*** Begin section ***
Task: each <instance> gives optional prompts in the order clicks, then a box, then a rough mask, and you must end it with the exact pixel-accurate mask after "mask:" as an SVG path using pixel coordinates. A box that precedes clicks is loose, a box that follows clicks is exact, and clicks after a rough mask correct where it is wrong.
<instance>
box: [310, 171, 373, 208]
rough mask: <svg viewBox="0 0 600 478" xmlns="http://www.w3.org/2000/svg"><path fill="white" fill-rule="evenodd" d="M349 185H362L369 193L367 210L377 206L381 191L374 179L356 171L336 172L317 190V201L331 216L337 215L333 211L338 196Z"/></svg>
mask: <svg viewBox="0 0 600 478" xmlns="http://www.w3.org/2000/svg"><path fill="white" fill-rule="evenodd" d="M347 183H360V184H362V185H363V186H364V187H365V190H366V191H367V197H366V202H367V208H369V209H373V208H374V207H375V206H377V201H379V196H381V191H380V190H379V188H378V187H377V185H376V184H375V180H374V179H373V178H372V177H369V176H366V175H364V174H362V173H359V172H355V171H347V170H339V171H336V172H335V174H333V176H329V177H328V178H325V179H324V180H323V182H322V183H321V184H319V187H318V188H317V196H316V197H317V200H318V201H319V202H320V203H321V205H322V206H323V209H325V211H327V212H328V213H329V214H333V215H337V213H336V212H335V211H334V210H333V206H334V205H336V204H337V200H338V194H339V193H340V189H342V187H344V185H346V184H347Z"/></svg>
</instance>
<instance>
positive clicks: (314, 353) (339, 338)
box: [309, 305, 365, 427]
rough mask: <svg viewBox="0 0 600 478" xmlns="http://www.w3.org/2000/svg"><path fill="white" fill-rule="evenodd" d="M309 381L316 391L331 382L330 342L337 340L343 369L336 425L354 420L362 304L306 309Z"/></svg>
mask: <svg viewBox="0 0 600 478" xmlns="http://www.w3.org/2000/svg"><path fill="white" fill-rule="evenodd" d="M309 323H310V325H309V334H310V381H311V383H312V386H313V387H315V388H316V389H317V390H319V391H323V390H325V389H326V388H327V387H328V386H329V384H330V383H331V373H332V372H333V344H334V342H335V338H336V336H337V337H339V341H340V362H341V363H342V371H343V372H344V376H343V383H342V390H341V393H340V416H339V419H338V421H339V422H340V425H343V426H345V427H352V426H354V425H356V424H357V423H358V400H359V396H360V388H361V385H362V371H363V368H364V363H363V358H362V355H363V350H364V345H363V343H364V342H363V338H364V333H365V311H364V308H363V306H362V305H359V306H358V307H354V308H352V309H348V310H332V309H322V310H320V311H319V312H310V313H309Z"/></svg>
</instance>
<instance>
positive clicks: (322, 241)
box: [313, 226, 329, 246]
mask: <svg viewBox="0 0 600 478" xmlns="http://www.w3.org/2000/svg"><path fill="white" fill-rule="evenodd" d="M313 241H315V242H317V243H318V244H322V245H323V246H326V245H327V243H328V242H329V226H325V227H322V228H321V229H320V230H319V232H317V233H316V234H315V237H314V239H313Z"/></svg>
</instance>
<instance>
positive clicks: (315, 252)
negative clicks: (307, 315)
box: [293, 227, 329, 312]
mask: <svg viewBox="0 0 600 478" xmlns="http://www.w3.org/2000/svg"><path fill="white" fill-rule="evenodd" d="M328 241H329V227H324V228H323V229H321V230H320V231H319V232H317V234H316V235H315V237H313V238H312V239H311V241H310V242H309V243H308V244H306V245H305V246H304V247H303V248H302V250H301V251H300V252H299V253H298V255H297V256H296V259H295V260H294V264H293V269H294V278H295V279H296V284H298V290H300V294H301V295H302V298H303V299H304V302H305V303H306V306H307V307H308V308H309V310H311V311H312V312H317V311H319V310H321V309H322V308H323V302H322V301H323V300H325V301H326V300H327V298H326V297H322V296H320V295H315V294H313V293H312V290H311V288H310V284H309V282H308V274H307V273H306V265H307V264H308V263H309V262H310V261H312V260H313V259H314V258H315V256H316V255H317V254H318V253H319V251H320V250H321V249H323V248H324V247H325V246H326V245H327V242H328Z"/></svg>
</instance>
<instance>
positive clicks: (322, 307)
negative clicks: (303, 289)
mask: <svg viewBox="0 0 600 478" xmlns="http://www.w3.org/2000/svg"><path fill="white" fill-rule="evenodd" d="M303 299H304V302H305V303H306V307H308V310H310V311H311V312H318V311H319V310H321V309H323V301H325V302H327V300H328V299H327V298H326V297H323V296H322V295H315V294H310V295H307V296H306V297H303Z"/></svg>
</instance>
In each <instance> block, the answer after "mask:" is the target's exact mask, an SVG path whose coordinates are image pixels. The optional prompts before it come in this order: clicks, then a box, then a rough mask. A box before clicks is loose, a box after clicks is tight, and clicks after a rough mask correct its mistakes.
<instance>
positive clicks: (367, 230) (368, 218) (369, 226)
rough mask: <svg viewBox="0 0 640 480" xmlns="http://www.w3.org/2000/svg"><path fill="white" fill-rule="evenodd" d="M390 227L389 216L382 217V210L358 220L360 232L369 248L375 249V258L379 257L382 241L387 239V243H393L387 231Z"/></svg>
*** End section ***
=== Task instructions ===
What you give back must match the records word for word.

=== Solved exercise ===
Task: each <instance> gives optional prompts in the order clicks, then a box, then a rough mask, and you must end it with the exact pixel-accurate mask after "mask:" as an SVG path using pixel coordinates. A box that precedes clicks is loose, a box that follows clicks is exact, and clicks after a rough mask correct where it is wrong.
<instance>
box: [310, 171, 373, 208]
rough mask: <svg viewBox="0 0 600 478" xmlns="http://www.w3.org/2000/svg"><path fill="white" fill-rule="evenodd" d="M349 185H362L369 193L367 210L377 206L381 191L374 179L356 171L336 172L317 190V201L331 216L337 215L333 211L338 196Z"/></svg>
mask: <svg viewBox="0 0 600 478" xmlns="http://www.w3.org/2000/svg"><path fill="white" fill-rule="evenodd" d="M347 183H360V184H362V185H363V186H364V187H365V190H366V191H367V197H366V202H367V208H369V209H373V208H374V207H375V206H377V201H379V196H381V191H380V190H379V188H378V187H377V185H376V184H375V180H374V179H373V178H372V177H369V176H366V175H364V174H362V173H359V172H355V171H347V170H339V171H336V172H335V174H333V176H329V177H328V178H325V179H324V180H323V182H322V183H321V184H319V187H318V188H317V196H316V197H317V200H318V201H319V202H320V203H321V205H322V206H323V209H325V211H327V212H328V213H329V214H333V215H337V213H336V212H335V211H334V210H333V206H334V205H336V204H337V200H338V194H339V193H340V189H342V187H344V185H346V184H347Z"/></svg>
</instance>
<instance>
positive clicks: (314, 353) (339, 338)
box: [309, 305, 365, 427]
rough mask: <svg viewBox="0 0 600 478" xmlns="http://www.w3.org/2000/svg"><path fill="white" fill-rule="evenodd" d="M309 381L316 391L331 382L330 342L337 340L343 369L336 425L354 420L362 304L306 309Z"/></svg>
mask: <svg viewBox="0 0 600 478" xmlns="http://www.w3.org/2000/svg"><path fill="white" fill-rule="evenodd" d="M309 323H310V325H309V334H310V381H311V383H312V386H313V387H315V388H316V389H317V390H319V391H323V390H325V389H326V388H327V387H328V386H329V384H330V383H331V373H332V372H333V344H334V342H335V338H336V336H337V337H339V341H340V362H341V363H342V371H343V372H344V376H343V383H342V390H341V393H340V416H339V419H338V421H339V422H340V425H343V426H345V427H352V426H354V425H356V424H357V423H358V400H359V396H360V388H361V385H362V371H363V368H364V363H363V358H362V355H363V350H364V345H363V343H364V342H363V338H364V333H365V311H364V308H363V306H362V305H359V306H358V307H354V308H352V309H348V310H332V309H322V310H320V311H319V312H310V313H309Z"/></svg>
</instance>
<instance>
positive clicks: (322, 241)
box: [313, 226, 329, 246]
mask: <svg viewBox="0 0 600 478" xmlns="http://www.w3.org/2000/svg"><path fill="white" fill-rule="evenodd" d="M313 241H315V242H317V243H318V244H322V245H323V246H326V245H327V243H328V242H329V226H325V227H322V228H321V229H320V230H319V232H317V233H316V234H315V237H314V239H313Z"/></svg>
</instance>
<instance>
positive clicks: (315, 252)
negative clicks: (307, 315)
box: [293, 227, 329, 312]
mask: <svg viewBox="0 0 600 478" xmlns="http://www.w3.org/2000/svg"><path fill="white" fill-rule="evenodd" d="M328 241H329V227H324V228H323V229H321V230H320V231H319V232H317V234H316V235H315V237H313V238H312V239H311V241H310V242H309V243H308V244H306V245H305V246H304V247H303V248H302V250H301V251H300V252H299V253H298V255H297V256H296V259H295V260H294V264H293V269H294V278H295V279H296V284H298V290H300V294H301V295H302V298H303V299H304V302H305V303H306V306H307V307H308V308H309V310H311V311H312V312H317V311H319V310H321V309H322V308H323V302H322V301H323V300H325V301H326V300H327V298H326V297H322V296H320V295H315V294H313V293H312V290H311V288H310V284H309V282H308V274H307V273H306V265H307V264H308V263H309V262H310V261H312V260H313V259H314V258H315V256H316V255H317V254H318V253H319V251H320V250H321V249H323V248H324V247H325V246H326V245H327V242H328Z"/></svg>
</instance>
<instance>
positive clicks: (322, 307)
negative clicks: (303, 289)
mask: <svg viewBox="0 0 600 478" xmlns="http://www.w3.org/2000/svg"><path fill="white" fill-rule="evenodd" d="M303 299H304V302H305V303H306V307H308V310H310V311H311V312H318V311H319V310H321V309H323V301H325V302H327V300H328V299H327V298H326V297H323V296H322V295H315V294H310V295H307V296H306V297H303Z"/></svg>
</instance>
In each <instance> block, the answer after "mask:" is the target's exact mask, an SVG path whose coordinates are image pixels. The optional prompts before it come in this order: clicks, then a box, then a rough mask. A box before clicks is loose, a box after clicks is tight, and clicks after a rough mask correct its mistakes.
<instance>
positive clicks: (367, 230) (368, 218) (369, 226)
rough mask: <svg viewBox="0 0 640 480" xmlns="http://www.w3.org/2000/svg"><path fill="white" fill-rule="evenodd" d="M390 227L389 216L382 217V210L358 220L360 232L369 248L375 249V258L379 257L382 241L387 239V243H393L387 231Z"/></svg>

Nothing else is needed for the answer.